** Start of SUPPLIED RECORDS **

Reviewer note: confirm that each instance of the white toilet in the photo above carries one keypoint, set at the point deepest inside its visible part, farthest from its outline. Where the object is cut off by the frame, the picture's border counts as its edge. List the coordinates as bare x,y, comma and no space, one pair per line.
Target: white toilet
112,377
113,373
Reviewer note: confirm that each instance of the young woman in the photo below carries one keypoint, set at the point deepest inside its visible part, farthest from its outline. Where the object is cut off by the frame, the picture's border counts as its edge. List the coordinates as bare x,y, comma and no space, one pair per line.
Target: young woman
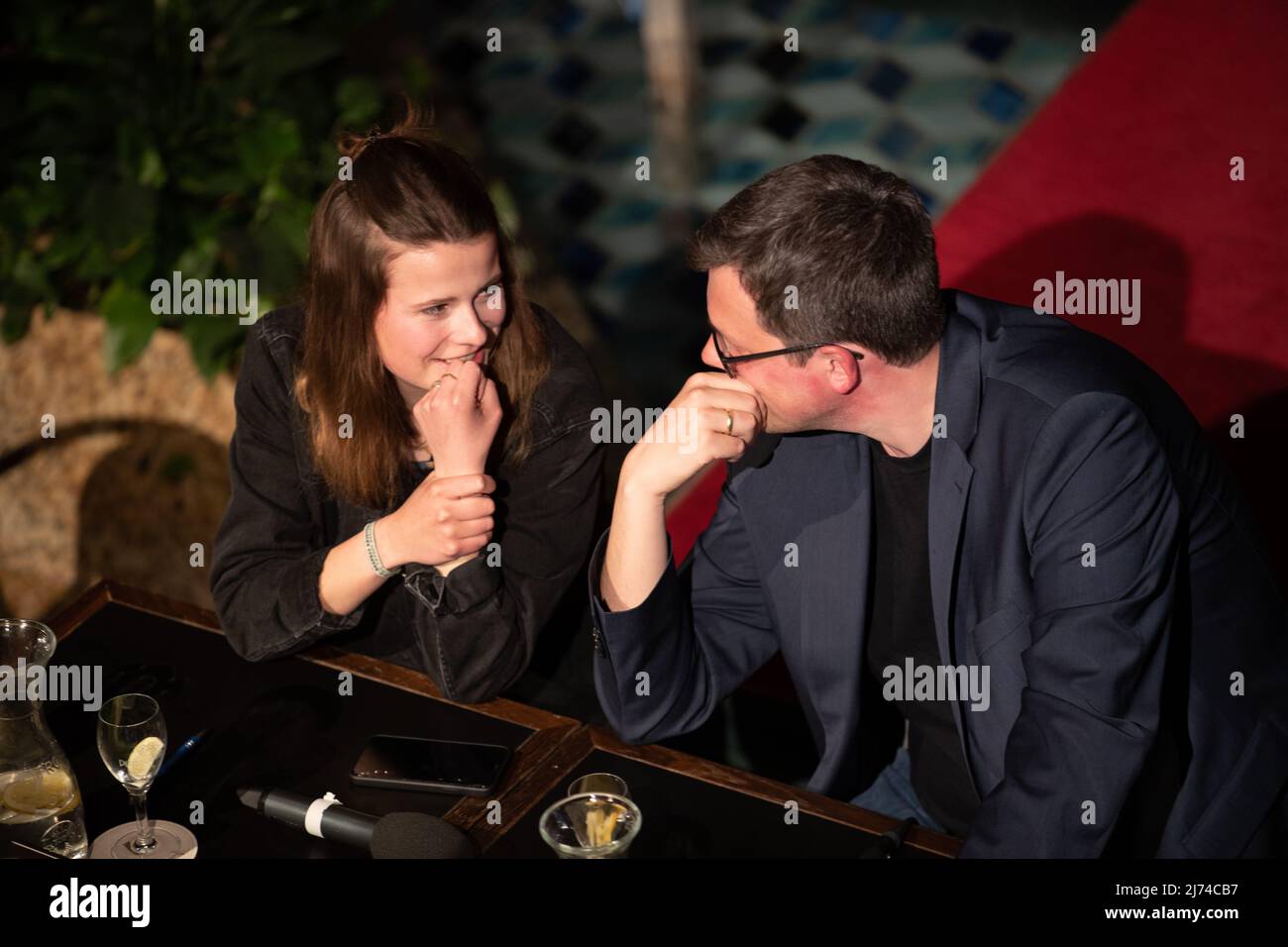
412,471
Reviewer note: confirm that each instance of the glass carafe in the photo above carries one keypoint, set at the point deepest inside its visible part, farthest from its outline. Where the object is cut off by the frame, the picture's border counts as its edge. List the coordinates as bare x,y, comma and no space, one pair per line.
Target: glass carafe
40,801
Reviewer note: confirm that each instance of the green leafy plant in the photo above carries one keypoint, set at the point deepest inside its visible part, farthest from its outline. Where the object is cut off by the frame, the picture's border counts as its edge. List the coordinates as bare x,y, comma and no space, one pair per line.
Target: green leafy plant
166,158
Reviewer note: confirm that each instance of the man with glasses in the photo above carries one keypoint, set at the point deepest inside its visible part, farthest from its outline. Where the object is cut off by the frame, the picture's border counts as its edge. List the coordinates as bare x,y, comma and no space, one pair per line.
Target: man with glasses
1004,527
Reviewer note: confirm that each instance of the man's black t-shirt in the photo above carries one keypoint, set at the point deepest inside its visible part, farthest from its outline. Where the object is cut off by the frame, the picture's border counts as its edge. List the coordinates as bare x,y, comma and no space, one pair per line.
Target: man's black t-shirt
902,625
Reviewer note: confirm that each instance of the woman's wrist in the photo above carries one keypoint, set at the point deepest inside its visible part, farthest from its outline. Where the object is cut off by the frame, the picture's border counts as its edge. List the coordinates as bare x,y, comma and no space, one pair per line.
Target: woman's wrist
385,534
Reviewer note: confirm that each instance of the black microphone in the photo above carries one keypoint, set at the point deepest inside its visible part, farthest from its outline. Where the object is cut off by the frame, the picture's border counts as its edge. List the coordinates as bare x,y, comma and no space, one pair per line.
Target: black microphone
397,835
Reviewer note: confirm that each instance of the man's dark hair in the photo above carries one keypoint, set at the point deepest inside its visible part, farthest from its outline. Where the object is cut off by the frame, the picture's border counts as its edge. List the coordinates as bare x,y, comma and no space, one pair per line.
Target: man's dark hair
855,243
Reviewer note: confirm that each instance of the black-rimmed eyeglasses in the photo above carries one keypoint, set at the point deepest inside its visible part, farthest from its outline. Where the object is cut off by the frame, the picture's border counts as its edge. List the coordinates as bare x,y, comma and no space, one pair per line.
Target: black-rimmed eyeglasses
730,363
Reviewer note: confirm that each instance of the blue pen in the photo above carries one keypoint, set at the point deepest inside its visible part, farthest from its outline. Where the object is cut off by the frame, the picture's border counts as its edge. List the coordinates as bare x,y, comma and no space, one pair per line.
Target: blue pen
184,749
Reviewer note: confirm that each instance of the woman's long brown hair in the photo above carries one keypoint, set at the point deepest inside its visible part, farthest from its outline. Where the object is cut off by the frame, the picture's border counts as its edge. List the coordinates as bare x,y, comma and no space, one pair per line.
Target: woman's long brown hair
412,189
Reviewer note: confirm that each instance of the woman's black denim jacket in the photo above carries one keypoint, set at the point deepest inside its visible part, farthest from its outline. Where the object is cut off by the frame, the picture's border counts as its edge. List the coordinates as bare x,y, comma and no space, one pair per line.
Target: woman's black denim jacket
475,631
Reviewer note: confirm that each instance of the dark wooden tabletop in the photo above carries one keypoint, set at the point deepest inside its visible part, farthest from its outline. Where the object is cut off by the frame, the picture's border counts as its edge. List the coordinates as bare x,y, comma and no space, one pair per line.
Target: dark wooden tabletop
284,723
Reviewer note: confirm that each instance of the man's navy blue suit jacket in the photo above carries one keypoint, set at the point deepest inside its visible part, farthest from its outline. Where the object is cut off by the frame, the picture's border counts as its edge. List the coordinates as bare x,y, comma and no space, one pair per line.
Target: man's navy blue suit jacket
1115,688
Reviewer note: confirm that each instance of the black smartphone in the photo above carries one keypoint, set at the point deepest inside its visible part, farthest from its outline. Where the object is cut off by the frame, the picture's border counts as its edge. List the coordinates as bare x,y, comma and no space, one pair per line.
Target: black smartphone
430,766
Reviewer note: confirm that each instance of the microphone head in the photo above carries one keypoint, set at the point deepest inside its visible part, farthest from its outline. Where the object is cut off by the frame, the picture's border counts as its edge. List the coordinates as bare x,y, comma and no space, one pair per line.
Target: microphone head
416,835
252,795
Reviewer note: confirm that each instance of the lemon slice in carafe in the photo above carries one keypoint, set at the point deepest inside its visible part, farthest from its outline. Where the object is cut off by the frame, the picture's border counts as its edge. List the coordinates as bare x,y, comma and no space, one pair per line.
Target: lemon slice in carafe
46,793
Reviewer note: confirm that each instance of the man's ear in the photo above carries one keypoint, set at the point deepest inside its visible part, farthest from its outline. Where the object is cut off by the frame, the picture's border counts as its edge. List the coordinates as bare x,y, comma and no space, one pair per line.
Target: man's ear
841,368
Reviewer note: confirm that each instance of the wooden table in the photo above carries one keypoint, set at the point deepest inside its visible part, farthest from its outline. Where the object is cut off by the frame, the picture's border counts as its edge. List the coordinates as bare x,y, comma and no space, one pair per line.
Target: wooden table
284,723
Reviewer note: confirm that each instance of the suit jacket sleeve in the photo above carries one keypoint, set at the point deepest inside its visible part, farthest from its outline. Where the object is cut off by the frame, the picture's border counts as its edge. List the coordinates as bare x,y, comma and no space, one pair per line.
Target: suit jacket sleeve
697,635
1089,714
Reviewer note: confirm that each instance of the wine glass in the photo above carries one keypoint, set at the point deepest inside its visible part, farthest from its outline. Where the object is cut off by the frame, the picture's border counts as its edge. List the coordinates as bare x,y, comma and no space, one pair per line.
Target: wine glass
132,738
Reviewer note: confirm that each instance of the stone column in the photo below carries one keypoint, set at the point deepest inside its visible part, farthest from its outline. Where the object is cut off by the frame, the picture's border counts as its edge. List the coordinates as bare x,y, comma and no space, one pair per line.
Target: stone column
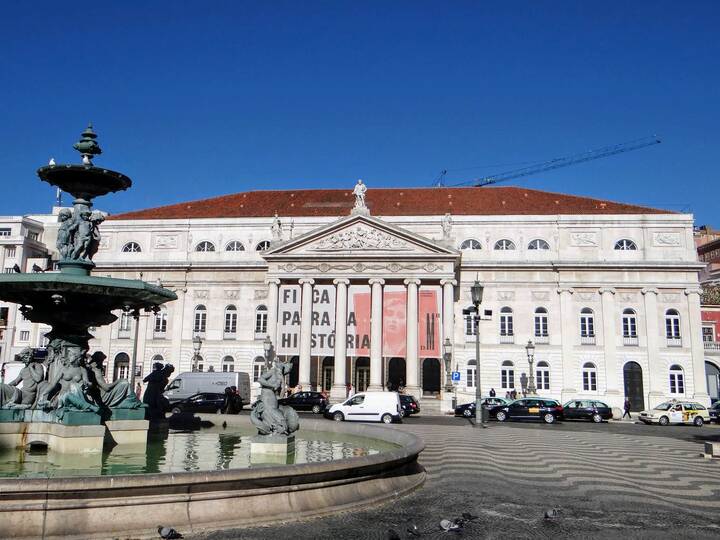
273,286
338,391
376,335
696,347
305,333
568,338
612,387
652,332
412,384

** End of SUPPLIED RECORDS **

WHAT THE TASK REQUIRES
Reproduce the lines of the listing exactly, starting at the one that contains "Reviewer note: confirm that each instance of the suit" and continuing through the final line, but leave out the pictures.

ANSWER IN FULL
Reviewer note: confirm that each instance of the suit jacket sleeve in the photo above carries one keypoint, set at the point deepest inside its visible part, farthest from its outline. Where the object is cut off by the frame, the picture's border counts as its edge. List the coordinates as bare x,y, comma and no space, one pair per line.
Target: suit jacket sleeve
697,635
1089,714
Reviewer note: confirm that each instance of the wine glass in the photo above carries one keypoint, set at the point deepest inside its visible part, farthest from its outline. Where the object is cut off by the frame, the picture's border counts as its edge. List the coordinates as bare x,y, comma and no space, one pair per line.
Target: wine glass
132,738
Reviewer note: confirm that each instance of the stone column in the photo below carries one keypoint, set at the point deepest inside its visible part, farthest from its outline. Where the object is cut off by the frame, the picture's border counts as its edge. List the coordinates as bare x,y, comma and no space, one pair per line.
Target: stone column
273,286
338,391
376,335
696,347
305,333
568,338
612,387
652,332
412,384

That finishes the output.